Exercise passage |
--- START ---

New project uses transparency and participation to fight illegal fishing in Senegal
EJF and partners have launched a new project to help tackle the illegal fishing that is threatening food security and livelihoods in Senegal. With funding from Oceans 5, the project will advocate for transparency – such as publishing fishing licence lists and vessel registries online – alongside participatory decision-making and surveillance, including small-scale fishers, government and industry.
Fishing is a vital source of food and income in Senegal. It contributes nearly 3.2% to GDP and provides over 600,000 jobs. Nearly 75% of the animal protein in our diet comes from fish.
However, illegal fishing is threatening this crucial resource. Key fish populations such as ‘small pelagic’ species are already overfished and fishing effort in the region should be reduced by at least 50% to prevent collapse, scientists have warned. More than 30 industrial vessels, including trawlers and pole-and-line tuna vessels, were arrested for illegal fishing in 2020.
One key aspect that is holding back efforts to eradicate illegal fishing is the lack of transparency. Data is difficult to access and understand and decision making at the highest levels is opaque.

--- END ---

Data supplied |
--- START ---

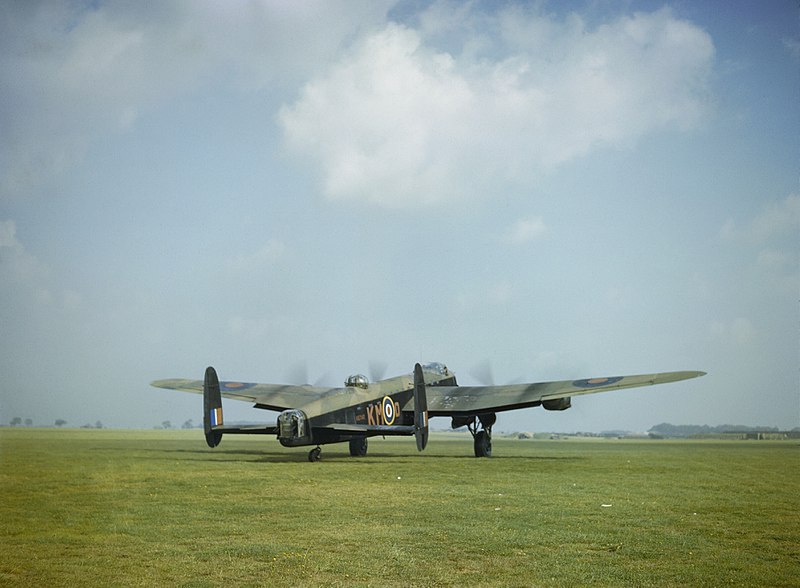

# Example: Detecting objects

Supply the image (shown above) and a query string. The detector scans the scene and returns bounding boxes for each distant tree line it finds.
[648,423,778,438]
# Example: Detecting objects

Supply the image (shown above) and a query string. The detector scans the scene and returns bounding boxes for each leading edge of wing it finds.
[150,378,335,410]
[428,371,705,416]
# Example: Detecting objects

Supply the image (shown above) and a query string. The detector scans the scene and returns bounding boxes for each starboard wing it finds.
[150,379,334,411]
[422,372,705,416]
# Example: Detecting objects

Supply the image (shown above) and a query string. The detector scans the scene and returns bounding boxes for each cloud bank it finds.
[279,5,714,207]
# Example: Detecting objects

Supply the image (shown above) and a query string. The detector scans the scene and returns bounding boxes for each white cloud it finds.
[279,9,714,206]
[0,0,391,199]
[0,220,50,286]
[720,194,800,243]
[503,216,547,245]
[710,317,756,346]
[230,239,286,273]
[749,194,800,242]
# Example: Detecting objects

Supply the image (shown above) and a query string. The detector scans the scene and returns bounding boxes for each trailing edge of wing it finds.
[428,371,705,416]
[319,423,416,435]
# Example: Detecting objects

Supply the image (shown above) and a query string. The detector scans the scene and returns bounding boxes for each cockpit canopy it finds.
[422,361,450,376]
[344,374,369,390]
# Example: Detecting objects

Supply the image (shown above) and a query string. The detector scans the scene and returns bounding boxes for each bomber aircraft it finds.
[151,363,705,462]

--- END ---
--- START ---

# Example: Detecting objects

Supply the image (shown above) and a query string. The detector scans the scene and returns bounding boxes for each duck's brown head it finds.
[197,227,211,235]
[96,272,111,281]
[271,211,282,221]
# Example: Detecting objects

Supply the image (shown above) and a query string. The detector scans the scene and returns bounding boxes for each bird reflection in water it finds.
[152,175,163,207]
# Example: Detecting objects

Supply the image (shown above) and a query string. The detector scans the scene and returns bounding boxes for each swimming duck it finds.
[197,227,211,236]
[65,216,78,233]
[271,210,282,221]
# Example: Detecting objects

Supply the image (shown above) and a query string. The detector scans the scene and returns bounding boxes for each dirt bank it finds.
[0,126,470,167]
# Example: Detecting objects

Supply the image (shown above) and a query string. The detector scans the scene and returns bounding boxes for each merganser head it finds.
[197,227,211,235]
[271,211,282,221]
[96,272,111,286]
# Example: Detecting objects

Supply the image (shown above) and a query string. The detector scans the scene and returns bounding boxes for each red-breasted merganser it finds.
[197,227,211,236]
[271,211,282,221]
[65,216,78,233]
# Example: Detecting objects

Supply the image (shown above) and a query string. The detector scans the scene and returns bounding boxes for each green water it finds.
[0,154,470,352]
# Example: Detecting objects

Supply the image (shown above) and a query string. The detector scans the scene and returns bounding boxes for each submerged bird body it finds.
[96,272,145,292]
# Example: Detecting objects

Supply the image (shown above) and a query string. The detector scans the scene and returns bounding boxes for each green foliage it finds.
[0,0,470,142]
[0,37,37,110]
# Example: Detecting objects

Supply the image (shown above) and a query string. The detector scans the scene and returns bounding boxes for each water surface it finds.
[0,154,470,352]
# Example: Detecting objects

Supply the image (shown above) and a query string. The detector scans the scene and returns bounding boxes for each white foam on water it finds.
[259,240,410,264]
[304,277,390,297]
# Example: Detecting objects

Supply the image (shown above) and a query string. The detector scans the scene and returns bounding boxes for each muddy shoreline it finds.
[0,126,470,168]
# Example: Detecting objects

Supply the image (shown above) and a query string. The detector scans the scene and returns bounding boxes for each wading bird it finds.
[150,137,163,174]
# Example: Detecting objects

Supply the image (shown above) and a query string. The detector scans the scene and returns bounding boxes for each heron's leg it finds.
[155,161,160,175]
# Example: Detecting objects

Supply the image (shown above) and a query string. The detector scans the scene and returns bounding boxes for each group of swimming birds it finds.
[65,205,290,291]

--- END ---

Exercises |
• 1. Transcribe the part of the Senegal fishing article starting with "Fishing is a" and going on through "levels is opaque.".
• 2. Rewrite the paragraph of the Senegal fishing article that begins "However, illegal fishing is threatening" as a short bulleted list that keeps its main facts.

Answer section |
• 1.
Fishing is a vital source of food and income in Senegal. It contributes nearly 3.2% to GDP and provides over 600,000 jobs. Nearly 75% of the animal protein in our diet comes from fish.
However, illegal fishing is threatening this crucial resource. Key fish populations such as ‘small pelagic’ species are already overfished and fishing effort in the region should be reduced by at least 50% to prevent collapse, scientists have warned. More than 30 industrial vessels, including trawlers and pole-and-line tuna vessels, were arrested for illegal fishing in 2020.
One key aspect that is holding back efforts to eradicate illegal fishing is the lack of transparency. Data is difficult to access and understand and decision making at the highest levels is opaque.

• 2.
- Illegal fishing threatens Senegal's fish resource.
- Key fish populations such as "small pelagic" species are already overfished.
- Scientists have warned that fishing effort in the region should be cut by at least 50% to prevent collapse.
- In 2020, more than 30 industrial vessels, including trawlers and pole-and-line tuna vessels, were arrested for illegal fishing.